>>>>

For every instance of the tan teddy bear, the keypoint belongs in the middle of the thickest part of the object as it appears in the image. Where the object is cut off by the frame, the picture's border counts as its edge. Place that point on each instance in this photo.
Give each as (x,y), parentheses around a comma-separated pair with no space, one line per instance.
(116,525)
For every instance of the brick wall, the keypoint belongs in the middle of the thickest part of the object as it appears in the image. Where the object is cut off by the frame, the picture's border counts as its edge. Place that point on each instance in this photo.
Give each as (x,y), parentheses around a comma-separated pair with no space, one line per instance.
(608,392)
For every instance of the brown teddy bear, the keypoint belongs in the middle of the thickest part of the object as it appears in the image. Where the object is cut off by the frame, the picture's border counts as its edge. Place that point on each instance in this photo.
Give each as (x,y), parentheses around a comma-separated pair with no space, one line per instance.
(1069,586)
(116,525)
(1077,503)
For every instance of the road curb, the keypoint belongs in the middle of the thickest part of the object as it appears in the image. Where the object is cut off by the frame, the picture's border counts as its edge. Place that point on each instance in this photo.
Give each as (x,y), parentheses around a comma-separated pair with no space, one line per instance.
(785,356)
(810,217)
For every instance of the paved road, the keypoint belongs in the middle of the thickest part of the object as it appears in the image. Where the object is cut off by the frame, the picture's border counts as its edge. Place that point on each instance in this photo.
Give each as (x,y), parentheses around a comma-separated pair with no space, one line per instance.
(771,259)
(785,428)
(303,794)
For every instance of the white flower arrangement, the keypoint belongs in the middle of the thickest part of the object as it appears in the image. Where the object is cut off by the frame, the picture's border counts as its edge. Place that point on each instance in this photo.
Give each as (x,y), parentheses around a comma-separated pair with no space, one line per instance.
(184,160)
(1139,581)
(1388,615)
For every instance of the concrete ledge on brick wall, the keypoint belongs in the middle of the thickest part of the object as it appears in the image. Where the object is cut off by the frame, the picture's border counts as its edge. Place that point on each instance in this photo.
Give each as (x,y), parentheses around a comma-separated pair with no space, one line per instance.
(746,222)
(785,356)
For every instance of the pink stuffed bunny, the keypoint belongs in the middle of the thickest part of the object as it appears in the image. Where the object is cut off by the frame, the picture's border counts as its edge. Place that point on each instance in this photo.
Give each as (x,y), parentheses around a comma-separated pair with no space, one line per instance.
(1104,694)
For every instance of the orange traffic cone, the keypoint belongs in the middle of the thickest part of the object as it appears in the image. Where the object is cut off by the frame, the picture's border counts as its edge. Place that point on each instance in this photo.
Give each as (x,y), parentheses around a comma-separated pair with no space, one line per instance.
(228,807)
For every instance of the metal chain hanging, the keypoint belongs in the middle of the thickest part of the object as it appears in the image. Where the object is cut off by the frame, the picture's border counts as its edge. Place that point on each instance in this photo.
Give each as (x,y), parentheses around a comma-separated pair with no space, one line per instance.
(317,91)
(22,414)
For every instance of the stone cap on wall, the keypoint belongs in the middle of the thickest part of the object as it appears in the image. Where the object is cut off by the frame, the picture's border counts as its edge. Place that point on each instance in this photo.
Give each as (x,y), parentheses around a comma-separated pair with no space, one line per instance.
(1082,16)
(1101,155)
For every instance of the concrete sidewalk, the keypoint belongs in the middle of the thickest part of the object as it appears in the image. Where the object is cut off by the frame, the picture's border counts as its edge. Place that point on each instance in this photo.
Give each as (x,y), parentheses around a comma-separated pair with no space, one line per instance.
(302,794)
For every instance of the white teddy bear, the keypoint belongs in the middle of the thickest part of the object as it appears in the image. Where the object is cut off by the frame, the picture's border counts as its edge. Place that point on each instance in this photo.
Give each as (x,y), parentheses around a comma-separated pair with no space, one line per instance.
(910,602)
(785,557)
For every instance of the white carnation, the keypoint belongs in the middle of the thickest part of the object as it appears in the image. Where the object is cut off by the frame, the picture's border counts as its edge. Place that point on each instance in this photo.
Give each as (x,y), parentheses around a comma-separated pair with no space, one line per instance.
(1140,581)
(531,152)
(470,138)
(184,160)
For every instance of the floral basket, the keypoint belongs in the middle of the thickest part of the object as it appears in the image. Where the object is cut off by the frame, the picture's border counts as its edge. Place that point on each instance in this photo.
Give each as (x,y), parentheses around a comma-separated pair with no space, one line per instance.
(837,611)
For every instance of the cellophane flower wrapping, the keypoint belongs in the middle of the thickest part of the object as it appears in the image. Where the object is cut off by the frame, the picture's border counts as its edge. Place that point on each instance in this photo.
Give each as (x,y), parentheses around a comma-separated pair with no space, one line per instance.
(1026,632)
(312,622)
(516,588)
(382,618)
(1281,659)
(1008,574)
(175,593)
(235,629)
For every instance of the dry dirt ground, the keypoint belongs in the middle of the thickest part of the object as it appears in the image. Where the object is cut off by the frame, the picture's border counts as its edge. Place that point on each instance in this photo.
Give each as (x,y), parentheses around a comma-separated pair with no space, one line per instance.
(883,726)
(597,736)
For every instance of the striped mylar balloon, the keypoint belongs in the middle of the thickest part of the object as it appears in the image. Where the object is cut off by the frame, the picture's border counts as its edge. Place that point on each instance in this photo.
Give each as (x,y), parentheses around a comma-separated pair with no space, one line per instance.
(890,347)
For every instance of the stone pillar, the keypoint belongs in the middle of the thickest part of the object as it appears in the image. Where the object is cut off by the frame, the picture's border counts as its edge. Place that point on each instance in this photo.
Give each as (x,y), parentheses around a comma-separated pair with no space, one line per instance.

<<<<

● **TASK REQUIREMENTS**
Retype the data in full and match it exactly.

● **THE COMPLETED TASK**
For every instance of the tan teddy bear, the keypoint belongs in the middle of the thickest part of the object as it appears in the image. Where the object is cut off by the frame, the picture's border counts as its edge. Place that point on each instance in this photo.
Give each as (x,y), parentheses around a comma-separated pair with no space, one line per instance.
(116,525)
For every instance of the brick wall, the keypoint belongs in the middle of the thickest part of the object as it appears in the image. Where the object is cut off by the frame, the picture's border counts as its edge. Place that point on each instance in this photo.
Give each as (x,y), parentheses around a comma-separated pair with no space, one line per instance.
(608,392)
For every instance of the brown teddy bear, the keypoint belongs in the middle of the thickest part of the object as it appears in the image. Where the object is cut off by the frame, the picture's border counts as its edge. Place that point on each instance in this photo.
Give each as (x,y), parentheses around a comma-separated pair with no space, one line per instance.
(1069,586)
(116,525)
(1077,503)
For every instance of the road curb, the keypoint belongs in the middle of the thickest part of the object as it appears in the image. Where the object is cut off by the frame, the picture's border counts as its edge. Place that point on each instance in this photo.
Give each as (x,y), parentheses around a comma-separated pair with no space, one line per instance.
(785,356)
(810,217)
For every instance of the paved road, the keypoint belongs in the middle of the thickest part of the object as it appears in the image. Where the object is cut off by the frame, the picture's border counts as its edge. Place that point on each instance in this photo.
Give each as (x,y), parentheses around a comma-separated pair with no space, one line per instance.
(771,259)
(785,428)
(303,794)
For every instance of the white flower arrangement, the keypoint belongs in the middle of the thickest part of the object as it appears in the image. Where the object is cut off by the frame, the picture's border counts as its edge. Place that point on each instance in this photo.
Give each as (x,y), parentheses around a comma-separated pair with no space, one line per instance.
(184,160)
(1139,581)
(1388,615)
For every instance of the concrete ledge on brick wall, the keypoint belongs in the middle of the thickest part of the object as it appears in the image. Where the object is cut off by the frame, the picture's border counts as its edge. Place that point on each instance in this photo.
Give each as (x,y), parentheses around a comma-separated pair with no space, one line per instance.
(746,222)
(785,356)
For every instance of the pink stuffed bunny, the keypoint belongs in the middle of the thickest part of the object as it appears in the image. Where the object is cut off by the frame, the picture's border counts as its edge. Place that point on each instance in this photo.
Give each as (x,y), parentheses around a comma-separated pair with no space, one line per instance.
(1104,694)
For every instance of the orange traffic cone, the keypoint belongs in the middle of the thickest part of the object as it appears in the image. Where the object is cut off by the frame, the picture's border counts as its edge. Place that point on each instance in this photo.
Give each as (x,y), parentheses around a comma-separated pair with no space, one line per instance.
(228,807)
For every instance of the metal chain hanging, the keypoint belongs in the middle of the thickest part of the object as it appears in the image. Where the object is cut off by the frame, the picture's border counts as its edge. Place that point on each instance in this photo.
Give each as (x,y), parentheses around a comma-separated pair with no space, one line per instance.
(317,91)
(22,414)
For every instance of the stone cap on wall, the keypoint belongs in the middle of the thickest part of the object as it appears in the image. Where the object is cut off by the frame, the picture's border counts as its edge. Place that point on each instance in this photo.
Give each as (x,y), parentheses around a comma-separated pair with no space, one line per instance.
(1082,16)
(1101,155)
For every instance of the concrete sidewalk, the keypoint belongs in the middle of the thickest part of the object as it appears in the image. Where the object is cut off by the frame, the picture's border counts as its edge. Place that point on each instance in this photo.
Give each as (x,y), parentheses around a comma-separated pair with no space, one line per instance.
(302,794)
For every instance of the white teddy bear, the keypoint belongs in the middle of the thickest part of the object as it appears in the image. Where the object is cut off by the frame, the picture's border counts as its edge. Place that point on each instance in this photo.
Give each as (x,y), parentheses around a comma-separated pair with no space, one line per instance.
(910,602)
(785,557)
For every instance of the white carnation, the keypoint belongs in the middle of the thickest part of the object as it appears in the image. Where the object is cut off by the frame, the picture's border counts as its edge. Place that point on each instance in this photo.
Give each as (x,y), parentheses around a comma-separated pair with no space, one line per instance.
(1140,581)
(531,152)
(470,138)
(184,160)
For every instance of the floral basket, the keypoint belongs in the middle of the thickest part of the object as it appears in the image. Where the object is cut off by the frame, the picture's border counts as its edge. Place that point on each instance in this photo.
Give each as (x,y), parentheses around a comma-separated pair with no space, one line per instance.
(837,611)
For every instance of the cellophane flower wrapping, the keypoint belongs in the middle of the thickest part of the object as it appears in the image. Where the object is cut off by the frame, the picture's border counts as its edge. Place that point on each instance in this photo.
Give each as (x,y), parentheses around a comma-separated pair with no space, one line per instance.
(1026,632)
(312,622)
(516,588)
(382,618)
(1281,659)
(1008,574)
(175,593)
(235,629)
For every instance of the dry dirt ground, the keypoint belongs in the middle of the thickest part of the object as it appears in the image. Where the object is cut off by the frame, the picture's border counts as its edge. Place that point on each instance in this photo.
Give each as (x,y), parentheses around a comma-separated pair with no space, one line per instance.
(883,726)
(597,736)
For every instance of the striped mylar balloon, the keypoint belongs in the middle of the thickest part of the object as it appears in the image. Where the object is cut off by the frame, the picture's border counts as its edge. Place that point on each instance in this photo.
Give each as (x,y), parentheses around a comma-separated pair with no space, one line per instance.
(890,347)
For every instance of the stone pillar, the keypoint belongs in the middle of the thickest part of the object as it appears in the image. Where the object is cut off by the frame, the picture's border counts as its edge. Place that point on each instance in this photo.
Give each as (x,y), parentheses around a comma-separated pair with no space, one line per instance.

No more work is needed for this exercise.